◆ Action item
Return the lines beginning at the one that contains "contain any person's" and continuing to the end of the entries, including both ends, exactly as written and nothing else.

====== Record excerpts ======

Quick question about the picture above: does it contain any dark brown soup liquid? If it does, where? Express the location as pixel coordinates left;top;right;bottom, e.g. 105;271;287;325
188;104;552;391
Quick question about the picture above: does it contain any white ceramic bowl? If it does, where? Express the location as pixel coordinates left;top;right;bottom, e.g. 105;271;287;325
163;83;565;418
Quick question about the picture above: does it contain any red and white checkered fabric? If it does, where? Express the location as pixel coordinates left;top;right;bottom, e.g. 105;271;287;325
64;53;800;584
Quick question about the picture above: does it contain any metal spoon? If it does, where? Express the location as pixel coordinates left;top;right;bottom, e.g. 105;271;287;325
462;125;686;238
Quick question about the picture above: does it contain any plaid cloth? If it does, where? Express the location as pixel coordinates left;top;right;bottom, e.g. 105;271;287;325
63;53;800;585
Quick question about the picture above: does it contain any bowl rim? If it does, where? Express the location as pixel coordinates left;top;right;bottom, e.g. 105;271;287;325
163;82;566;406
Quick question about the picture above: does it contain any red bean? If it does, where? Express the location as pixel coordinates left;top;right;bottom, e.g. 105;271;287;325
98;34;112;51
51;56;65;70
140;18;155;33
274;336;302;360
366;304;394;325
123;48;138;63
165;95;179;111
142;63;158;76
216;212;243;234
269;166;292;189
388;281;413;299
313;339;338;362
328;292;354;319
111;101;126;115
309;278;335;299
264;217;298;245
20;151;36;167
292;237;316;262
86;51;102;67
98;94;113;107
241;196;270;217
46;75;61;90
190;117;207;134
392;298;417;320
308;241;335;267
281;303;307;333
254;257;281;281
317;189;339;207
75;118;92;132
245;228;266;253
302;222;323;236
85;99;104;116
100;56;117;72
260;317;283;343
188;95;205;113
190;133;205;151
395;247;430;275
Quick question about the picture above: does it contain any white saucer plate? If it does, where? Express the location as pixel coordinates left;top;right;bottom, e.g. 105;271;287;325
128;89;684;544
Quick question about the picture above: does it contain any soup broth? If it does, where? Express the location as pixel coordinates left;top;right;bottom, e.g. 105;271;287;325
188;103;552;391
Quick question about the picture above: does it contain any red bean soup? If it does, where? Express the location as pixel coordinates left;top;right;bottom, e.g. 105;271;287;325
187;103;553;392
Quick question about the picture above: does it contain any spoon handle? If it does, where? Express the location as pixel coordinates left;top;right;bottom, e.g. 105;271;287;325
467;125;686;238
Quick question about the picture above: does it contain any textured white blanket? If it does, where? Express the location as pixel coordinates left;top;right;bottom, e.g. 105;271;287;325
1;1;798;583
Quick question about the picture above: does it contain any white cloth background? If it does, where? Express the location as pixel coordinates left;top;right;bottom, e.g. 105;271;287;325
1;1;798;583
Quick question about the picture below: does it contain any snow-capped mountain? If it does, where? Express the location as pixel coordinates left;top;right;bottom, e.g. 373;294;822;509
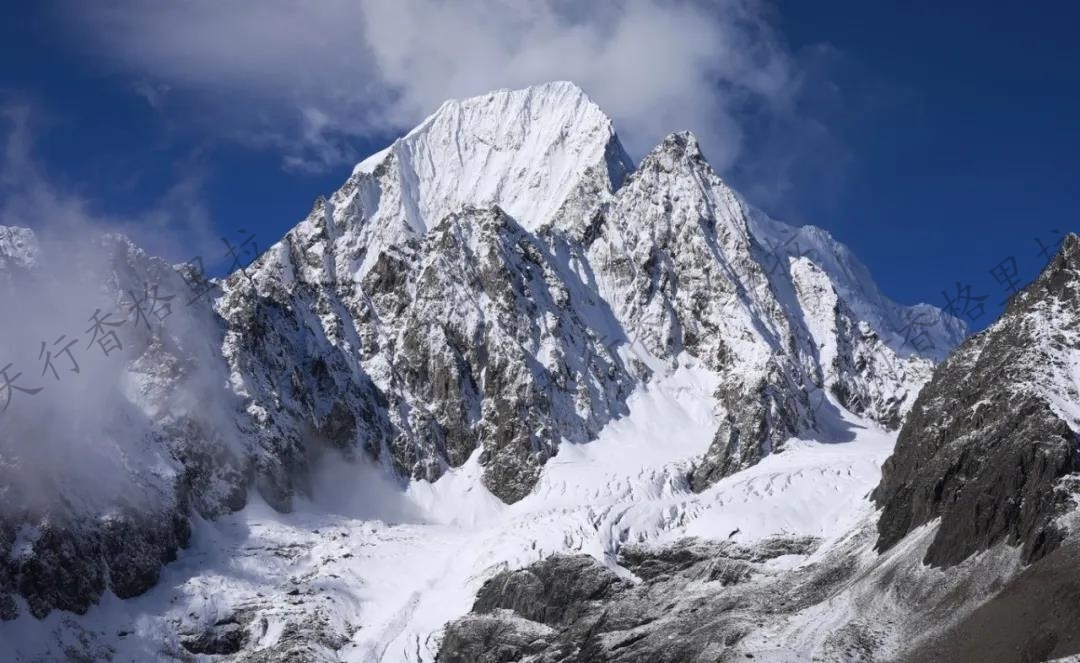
224;82;958;505
0;82;988;660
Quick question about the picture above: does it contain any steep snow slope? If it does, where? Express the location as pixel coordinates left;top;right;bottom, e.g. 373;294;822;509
331;80;632;278
747;212;966;362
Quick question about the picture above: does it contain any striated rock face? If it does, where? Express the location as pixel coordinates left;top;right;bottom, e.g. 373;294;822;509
874;234;1080;566
228;201;636;502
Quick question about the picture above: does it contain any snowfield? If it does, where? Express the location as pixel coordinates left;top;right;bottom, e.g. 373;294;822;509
1;361;896;662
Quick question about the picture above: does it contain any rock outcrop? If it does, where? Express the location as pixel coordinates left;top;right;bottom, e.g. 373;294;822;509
438;536;827;663
874;234;1080;566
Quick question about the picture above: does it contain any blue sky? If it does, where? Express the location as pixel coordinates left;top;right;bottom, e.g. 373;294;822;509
1;1;1076;331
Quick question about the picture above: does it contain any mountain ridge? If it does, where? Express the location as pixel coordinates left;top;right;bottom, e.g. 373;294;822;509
0;81;965;630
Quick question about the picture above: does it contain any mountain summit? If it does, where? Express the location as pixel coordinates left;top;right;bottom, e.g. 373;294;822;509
225;81;961;504
352;81;632;232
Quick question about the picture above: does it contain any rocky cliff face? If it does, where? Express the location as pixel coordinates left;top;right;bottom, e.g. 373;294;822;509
0;82;961;620
874;233;1080;567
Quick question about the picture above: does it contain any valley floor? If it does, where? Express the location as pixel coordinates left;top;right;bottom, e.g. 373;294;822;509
0;362;897;662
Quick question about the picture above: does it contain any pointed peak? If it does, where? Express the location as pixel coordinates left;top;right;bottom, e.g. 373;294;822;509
434;80;597;113
351;81;616;179
404;80;614;147
343;82;631;234
1059;231;1080;259
1013;230;1080;309
652;131;705;158
1040;231;1080;281
633;131;712;178
666;130;703;150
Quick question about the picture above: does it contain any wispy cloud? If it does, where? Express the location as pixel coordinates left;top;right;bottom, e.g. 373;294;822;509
66;0;799;174
0;99;216;261
132;80;171;110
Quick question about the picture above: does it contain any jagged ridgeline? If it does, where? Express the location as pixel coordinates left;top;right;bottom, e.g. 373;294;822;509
875;233;1080;567
0;82;961;619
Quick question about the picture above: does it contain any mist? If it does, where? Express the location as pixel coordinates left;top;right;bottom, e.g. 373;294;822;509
0;221;243;520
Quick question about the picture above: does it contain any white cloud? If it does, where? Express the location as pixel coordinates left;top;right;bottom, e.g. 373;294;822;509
69;0;797;172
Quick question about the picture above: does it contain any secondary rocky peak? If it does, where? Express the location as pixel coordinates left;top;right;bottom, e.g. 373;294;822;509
1004;231;1080;316
629;130;726;200
647;129;706;157
874;233;1080;567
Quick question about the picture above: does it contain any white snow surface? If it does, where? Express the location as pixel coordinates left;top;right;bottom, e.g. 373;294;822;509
349;80;621;233
0;361;896;662
330;81;629;278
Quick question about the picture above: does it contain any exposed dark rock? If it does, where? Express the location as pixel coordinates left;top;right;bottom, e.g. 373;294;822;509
440;611;554;663
875;234;1080;567
438;536;826;662
8;502;192;619
15;526;105;618
100;508;191;599
181;619;248;655
472;554;629;627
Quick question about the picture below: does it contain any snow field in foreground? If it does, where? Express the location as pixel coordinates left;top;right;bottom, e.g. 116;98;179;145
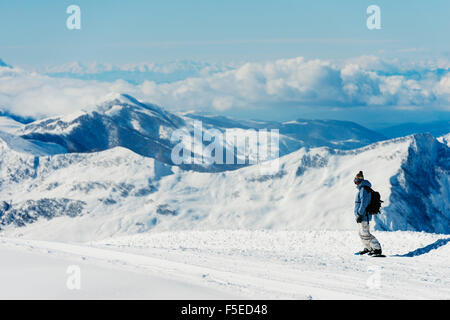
1;230;449;299
0;243;237;299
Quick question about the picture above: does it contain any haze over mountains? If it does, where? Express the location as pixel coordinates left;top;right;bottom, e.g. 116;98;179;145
39;60;237;85
378;121;450;139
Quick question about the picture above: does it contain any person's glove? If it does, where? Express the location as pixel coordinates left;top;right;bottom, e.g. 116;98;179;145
356;214;363;223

======

◆ Solution for this problem
Quick question about the picture above: does it contain any person's glove? If it does, where? Express the location as pixel coordinates left;top;right;bottom, e.g. 116;98;179;145
356;214;363;223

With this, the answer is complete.